**TASK GOAL:**
Each entry, as given, must be output unchanged.

*** Opening of GIVEN RECORDS ***

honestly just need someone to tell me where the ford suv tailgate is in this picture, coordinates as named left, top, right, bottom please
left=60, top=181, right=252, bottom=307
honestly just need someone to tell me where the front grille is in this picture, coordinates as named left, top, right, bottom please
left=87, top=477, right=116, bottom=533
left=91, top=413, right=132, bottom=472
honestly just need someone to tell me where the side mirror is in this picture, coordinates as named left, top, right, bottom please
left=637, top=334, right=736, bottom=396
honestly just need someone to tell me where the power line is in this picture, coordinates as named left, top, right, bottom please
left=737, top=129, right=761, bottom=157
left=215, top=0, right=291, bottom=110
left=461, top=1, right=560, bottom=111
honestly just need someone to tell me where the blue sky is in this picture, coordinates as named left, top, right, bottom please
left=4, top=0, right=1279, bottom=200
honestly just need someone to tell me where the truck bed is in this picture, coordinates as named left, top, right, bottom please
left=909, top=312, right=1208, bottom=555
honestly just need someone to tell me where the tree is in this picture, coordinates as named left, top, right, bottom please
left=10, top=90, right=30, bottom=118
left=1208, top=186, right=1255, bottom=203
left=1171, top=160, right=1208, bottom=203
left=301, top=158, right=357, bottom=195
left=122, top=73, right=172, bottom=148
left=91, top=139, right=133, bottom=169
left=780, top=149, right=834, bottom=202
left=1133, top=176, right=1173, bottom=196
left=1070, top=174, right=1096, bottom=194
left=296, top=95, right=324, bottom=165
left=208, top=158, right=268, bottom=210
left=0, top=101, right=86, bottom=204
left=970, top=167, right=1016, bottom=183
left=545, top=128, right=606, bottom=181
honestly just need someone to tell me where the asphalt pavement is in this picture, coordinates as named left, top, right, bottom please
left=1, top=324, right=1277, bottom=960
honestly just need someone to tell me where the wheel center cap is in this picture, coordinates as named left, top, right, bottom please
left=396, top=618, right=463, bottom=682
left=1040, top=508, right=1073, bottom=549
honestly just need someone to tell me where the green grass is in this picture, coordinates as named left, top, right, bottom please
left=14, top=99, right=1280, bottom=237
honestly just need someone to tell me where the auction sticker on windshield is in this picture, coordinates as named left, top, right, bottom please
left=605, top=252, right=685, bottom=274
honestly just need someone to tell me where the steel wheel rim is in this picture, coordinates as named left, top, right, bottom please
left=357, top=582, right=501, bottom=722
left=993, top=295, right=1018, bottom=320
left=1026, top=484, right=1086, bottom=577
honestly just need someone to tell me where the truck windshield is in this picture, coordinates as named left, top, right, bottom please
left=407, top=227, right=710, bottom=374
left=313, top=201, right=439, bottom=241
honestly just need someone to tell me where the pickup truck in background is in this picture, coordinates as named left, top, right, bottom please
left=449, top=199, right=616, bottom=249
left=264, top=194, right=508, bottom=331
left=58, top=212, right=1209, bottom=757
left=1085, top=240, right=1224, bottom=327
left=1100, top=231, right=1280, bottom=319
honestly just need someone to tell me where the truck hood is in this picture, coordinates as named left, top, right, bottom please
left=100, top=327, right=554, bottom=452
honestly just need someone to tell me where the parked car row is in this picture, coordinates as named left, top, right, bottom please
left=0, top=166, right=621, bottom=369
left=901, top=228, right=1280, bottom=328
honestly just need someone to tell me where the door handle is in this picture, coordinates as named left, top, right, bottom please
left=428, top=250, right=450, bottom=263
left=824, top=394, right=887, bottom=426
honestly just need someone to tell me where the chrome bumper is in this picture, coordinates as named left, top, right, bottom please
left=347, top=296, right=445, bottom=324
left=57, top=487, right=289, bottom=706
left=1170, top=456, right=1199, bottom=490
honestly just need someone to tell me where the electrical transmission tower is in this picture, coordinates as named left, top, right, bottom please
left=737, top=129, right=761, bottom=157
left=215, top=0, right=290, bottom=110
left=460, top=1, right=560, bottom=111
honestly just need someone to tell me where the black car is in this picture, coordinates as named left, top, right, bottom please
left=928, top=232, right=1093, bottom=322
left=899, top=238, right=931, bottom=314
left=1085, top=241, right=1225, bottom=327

*** Close of GIVEN RECORDS ***

**RESULT FOR THIS EXERCISE:**
honestly just need someone to tell me where the ford suv tailgate is in this picture, coordinates as named left, top, right, bottom please
left=60, top=181, right=252, bottom=307
honestly just need someone to tell me where the front grille is in this picture, coordinates as named left, top, right, bottom please
left=87, top=477, right=116, bottom=533
left=91, top=413, right=132, bottom=472
honestly just need someone to tell me where the side mirror is in this picture, coordinates as named left, top, right, bottom please
left=637, top=334, right=736, bottom=396
honestly just need someone to tell me where the power line is in this picture, coordinates as named left, top, right, bottom please
left=737, top=129, right=761, bottom=157
left=215, top=0, right=291, bottom=110
left=461, top=1, right=560, bottom=111
honestly just need someone to tell me where the blue sky is in this picture, coordinates as named left, top, right, bottom please
left=4, top=0, right=1279, bottom=200
honestly just need someone to tell me where the truck bed is in this picture, coordinates as named left, top, right, bottom please
left=909, top=312, right=1208, bottom=555
honestly just need someone to tell me where the tree is in this picture, coordinates as named left, top, right, bottom please
left=10, top=90, right=30, bottom=118
left=1208, top=186, right=1255, bottom=203
left=1171, top=160, right=1208, bottom=203
left=301, top=158, right=357, bottom=195
left=122, top=73, right=172, bottom=148
left=91, top=139, right=133, bottom=169
left=780, top=149, right=834, bottom=202
left=1133, top=176, right=1173, bottom=196
left=1070, top=174, right=1096, bottom=194
left=296, top=95, right=324, bottom=165
left=208, top=158, right=268, bottom=210
left=0, top=101, right=86, bottom=204
left=970, top=167, right=1016, bottom=183
left=545, top=128, right=606, bottom=181
honestly just need someone to tell me where the asphalt pavement is in this picture, coordinates as named left, top, right, bottom please
left=1, top=324, right=1277, bottom=960
honestly just need someone to tell me where the wheel center cap is in this picture, coordinates as named left, top, right, bottom please
left=396, top=618, right=463, bottom=682
left=1040, top=508, right=1073, bottom=549
honestly just need someone to tell me where the green grass is in this picture, coordinates as named left, top, right, bottom please
left=14, top=99, right=1280, bottom=237
honestly just need someone to tell me where the auction sticker on windshield is in this picture, coordinates as named left, top, right, bottom please
left=605, top=252, right=685, bottom=274
honestly just need someone to tell me where the steel wheel rim is in this picture, coordinates as named left, top, right, bottom please
left=357, top=582, right=501, bottom=722
left=993, top=295, right=1018, bottom=320
left=1026, top=484, right=1086, bottom=577
honestly just need someone to tell me where the truck windshield is in this picture, coordinates as named left, top, right, bottom please
left=407, top=227, right=710, bottom=374
left=313, top=201, right=439, bottom=241
honestly just need someone to tell me where the pickup truck in background is in this picture, coordinates as named left, top, right, bottom please
left=449, top=199, right=616, bottom=249
left=264, top=194, right=508, bottom=331
left=58, top=212, right=1209, bottom=757
left=1085, top=240, right=1224, bottom=327
left=1100, top=231, right=1280, bottom=319
honestly just need someone to tell me where the truck hood is in this picture, coordinates as named left, top, right, bottom please
left=100, top=327, right=554, bottom=452
honestly just need someone to tell me where the parked car row is in this picture, coordinates as named left, top, right, bottom please
left=0, top=166, right=621, bottom=369
left=901, top=228, right=1280, bottom=328
honestly just need someone to tell me where the door handle is in this picture, coordinates as named left, top, right, bottom please
left=428, top=250, right=450, bottom=263
left=824, top=394, right=887, bottom=426
honestly just need someone to tell me where the chrome bumper is in this picture, coordinates as named left, top, right, bottom please
left=347, top=296, right=445, bottom=324
left=57, top=487, right=289, bottom=706
left=1170, top=456, right=1199, bottom=490
honestly just need someone to tell me where the electrical transmission tower is in this picture, coordinates as named left, top, right, bottom please
left=737, top=129, right=761, bottom=157
left=215, top=0, right=290, bottom=110
left=460, top=1, right=560, bottom=111
honestly just need someone to tell me where the black car is in this picture, coordinates as named left, top, right, bottom please
left=928, top=232, right=1093, bottom=322
left=899, top=238, right=931, bottom=314
left=1085, top=241, right=1225, bottom=327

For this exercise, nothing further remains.